> Task prompt
Return the line containing "Exercise. Point out the dark tinted" and all lines after it exactly; stop at the end of the material.

> Entries supplied

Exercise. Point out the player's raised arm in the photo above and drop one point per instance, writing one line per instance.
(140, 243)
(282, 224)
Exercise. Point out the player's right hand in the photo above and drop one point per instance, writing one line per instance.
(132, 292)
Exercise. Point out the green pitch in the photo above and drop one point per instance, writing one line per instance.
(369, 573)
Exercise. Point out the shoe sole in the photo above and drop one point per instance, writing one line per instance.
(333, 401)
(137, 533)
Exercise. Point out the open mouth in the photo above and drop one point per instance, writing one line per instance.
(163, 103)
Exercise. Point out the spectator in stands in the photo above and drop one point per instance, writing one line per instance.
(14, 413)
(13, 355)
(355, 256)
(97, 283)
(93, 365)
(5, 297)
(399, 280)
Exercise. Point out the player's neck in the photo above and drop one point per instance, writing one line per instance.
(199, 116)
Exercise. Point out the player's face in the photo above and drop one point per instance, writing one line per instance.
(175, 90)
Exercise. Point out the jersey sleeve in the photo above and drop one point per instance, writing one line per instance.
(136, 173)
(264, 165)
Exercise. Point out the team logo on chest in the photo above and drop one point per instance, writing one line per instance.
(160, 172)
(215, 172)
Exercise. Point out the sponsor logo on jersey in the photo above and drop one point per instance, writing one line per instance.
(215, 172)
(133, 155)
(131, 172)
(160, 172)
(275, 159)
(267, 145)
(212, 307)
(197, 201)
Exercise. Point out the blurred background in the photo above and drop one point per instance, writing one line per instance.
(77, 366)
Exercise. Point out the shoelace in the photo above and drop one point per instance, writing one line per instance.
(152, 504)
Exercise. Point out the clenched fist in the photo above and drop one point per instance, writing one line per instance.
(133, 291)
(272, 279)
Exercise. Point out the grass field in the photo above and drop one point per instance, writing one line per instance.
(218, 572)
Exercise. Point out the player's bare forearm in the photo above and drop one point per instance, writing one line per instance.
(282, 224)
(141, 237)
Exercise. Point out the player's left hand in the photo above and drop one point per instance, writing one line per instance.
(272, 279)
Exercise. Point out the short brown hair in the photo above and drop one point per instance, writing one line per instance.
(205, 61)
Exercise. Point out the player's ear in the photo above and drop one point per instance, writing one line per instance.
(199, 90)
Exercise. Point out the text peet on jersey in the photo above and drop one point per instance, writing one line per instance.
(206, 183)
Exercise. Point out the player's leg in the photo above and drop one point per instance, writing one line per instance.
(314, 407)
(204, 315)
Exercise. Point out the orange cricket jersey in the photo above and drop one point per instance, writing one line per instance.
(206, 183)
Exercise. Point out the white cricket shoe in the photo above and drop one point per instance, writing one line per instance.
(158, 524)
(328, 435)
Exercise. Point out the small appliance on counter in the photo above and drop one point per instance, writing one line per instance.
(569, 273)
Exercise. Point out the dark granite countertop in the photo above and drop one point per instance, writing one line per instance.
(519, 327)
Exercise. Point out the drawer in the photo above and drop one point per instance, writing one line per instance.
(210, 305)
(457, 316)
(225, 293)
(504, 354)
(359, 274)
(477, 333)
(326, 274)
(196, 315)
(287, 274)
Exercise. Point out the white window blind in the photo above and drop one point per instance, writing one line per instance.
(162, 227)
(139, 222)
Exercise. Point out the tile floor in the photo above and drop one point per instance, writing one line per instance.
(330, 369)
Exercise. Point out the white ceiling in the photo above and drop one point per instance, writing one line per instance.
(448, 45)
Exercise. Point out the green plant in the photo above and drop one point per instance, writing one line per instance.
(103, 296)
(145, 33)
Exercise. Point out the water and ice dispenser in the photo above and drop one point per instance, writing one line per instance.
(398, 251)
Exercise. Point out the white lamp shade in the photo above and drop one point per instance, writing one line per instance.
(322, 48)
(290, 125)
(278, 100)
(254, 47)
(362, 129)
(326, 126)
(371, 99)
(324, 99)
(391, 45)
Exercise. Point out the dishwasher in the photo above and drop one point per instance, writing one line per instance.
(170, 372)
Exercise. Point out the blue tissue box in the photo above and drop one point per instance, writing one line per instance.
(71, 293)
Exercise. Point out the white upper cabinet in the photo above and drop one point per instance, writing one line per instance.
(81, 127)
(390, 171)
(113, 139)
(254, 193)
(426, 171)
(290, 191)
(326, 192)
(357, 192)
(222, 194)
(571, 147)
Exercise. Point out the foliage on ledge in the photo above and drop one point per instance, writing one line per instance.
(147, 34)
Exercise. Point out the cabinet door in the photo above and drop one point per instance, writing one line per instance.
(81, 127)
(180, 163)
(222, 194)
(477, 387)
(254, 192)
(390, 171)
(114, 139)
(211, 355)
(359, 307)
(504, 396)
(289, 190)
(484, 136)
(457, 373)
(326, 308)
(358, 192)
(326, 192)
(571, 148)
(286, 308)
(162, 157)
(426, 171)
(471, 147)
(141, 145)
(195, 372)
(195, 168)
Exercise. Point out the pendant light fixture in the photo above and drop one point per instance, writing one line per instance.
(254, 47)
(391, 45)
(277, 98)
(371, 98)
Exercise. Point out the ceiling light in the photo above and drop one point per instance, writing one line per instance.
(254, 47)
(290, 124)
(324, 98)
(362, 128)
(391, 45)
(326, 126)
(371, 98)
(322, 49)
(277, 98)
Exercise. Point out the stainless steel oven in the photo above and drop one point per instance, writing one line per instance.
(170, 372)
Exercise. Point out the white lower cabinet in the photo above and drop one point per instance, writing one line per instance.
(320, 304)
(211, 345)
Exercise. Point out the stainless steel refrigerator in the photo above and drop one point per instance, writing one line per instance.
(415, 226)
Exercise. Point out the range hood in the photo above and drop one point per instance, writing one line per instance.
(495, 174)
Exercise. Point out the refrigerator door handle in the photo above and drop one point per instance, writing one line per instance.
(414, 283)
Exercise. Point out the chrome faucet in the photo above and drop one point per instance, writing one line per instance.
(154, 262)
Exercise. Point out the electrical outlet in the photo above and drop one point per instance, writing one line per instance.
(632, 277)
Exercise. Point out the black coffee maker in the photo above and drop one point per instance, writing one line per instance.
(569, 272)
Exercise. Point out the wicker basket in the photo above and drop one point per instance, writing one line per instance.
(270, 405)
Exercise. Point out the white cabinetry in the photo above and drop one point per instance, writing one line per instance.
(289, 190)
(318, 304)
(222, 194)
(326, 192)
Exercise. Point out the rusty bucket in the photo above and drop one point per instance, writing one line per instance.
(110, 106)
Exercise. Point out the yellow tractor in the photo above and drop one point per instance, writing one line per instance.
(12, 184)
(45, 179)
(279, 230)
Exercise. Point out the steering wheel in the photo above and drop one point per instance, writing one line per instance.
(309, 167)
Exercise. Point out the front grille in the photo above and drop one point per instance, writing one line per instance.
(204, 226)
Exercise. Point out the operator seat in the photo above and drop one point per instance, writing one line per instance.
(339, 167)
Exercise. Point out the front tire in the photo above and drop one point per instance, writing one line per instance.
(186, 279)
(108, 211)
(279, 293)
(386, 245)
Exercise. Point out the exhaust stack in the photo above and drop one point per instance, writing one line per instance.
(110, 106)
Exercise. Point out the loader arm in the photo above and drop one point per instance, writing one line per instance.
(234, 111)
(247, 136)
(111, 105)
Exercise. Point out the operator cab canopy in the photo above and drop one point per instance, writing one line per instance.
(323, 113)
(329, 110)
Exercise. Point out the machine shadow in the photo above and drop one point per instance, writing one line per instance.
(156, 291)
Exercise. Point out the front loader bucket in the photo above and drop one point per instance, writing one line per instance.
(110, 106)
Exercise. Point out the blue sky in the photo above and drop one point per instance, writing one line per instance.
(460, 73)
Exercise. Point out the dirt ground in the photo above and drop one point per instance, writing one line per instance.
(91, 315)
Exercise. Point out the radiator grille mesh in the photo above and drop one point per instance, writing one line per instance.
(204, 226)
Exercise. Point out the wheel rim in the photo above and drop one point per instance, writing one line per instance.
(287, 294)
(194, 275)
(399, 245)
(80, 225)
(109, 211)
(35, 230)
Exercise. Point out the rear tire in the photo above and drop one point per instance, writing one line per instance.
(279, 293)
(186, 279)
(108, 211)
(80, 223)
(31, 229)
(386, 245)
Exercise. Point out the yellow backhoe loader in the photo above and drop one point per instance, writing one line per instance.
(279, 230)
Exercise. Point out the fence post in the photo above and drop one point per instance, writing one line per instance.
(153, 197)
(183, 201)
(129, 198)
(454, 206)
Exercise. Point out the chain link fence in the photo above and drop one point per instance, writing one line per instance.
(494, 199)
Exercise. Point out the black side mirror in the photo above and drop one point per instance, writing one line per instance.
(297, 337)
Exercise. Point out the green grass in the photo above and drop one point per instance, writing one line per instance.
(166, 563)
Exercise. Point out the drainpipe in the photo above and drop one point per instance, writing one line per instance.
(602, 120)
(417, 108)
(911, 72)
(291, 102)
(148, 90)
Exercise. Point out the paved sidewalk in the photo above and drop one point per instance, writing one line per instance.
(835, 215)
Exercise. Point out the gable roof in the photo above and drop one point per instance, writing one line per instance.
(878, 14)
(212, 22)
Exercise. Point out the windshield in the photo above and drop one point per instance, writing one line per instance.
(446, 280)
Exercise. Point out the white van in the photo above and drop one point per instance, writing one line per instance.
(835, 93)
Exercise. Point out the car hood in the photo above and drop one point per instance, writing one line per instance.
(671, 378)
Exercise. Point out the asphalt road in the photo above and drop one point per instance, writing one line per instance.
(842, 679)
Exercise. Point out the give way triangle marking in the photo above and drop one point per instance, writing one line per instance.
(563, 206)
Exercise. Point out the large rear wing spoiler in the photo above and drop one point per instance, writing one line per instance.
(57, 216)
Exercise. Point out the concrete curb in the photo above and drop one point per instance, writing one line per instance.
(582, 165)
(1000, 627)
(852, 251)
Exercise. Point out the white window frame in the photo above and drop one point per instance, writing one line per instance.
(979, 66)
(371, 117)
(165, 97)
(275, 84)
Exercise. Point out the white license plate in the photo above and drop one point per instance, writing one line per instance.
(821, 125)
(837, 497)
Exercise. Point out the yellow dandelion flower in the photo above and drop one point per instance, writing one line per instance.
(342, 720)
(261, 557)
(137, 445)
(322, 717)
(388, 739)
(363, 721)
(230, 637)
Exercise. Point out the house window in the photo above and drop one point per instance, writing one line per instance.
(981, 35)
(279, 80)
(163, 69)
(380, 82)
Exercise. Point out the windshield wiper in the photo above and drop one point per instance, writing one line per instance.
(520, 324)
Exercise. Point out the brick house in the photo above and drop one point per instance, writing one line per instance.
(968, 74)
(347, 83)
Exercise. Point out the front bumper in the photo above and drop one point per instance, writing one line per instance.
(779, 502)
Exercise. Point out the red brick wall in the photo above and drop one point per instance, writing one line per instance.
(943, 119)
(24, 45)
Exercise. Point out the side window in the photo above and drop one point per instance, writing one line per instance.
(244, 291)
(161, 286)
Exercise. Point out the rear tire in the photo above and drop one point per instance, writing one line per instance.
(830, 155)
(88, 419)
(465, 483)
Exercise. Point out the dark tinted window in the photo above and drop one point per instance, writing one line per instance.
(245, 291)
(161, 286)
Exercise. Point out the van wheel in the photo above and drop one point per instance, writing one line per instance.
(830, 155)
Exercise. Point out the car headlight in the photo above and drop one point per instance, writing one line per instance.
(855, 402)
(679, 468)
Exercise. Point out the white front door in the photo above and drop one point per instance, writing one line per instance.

> Solution to this task
Exercise. Point out the dark tinted window in the photo above and drop one point per instance, writing one line per instance.
(245, 291)
(161, 286)
Exercise. Point out the van wheel in the photo above and drop one point per instance, writing one line per instance.
(830, 155)
Exercise. Point out the car headlight in the photo above and drop one point per instance, writing one line per instance.
(855, 402)
(679, 468)
Exercise. Point out the white front door in the photo above and drop one point per instance, writing one line per instance.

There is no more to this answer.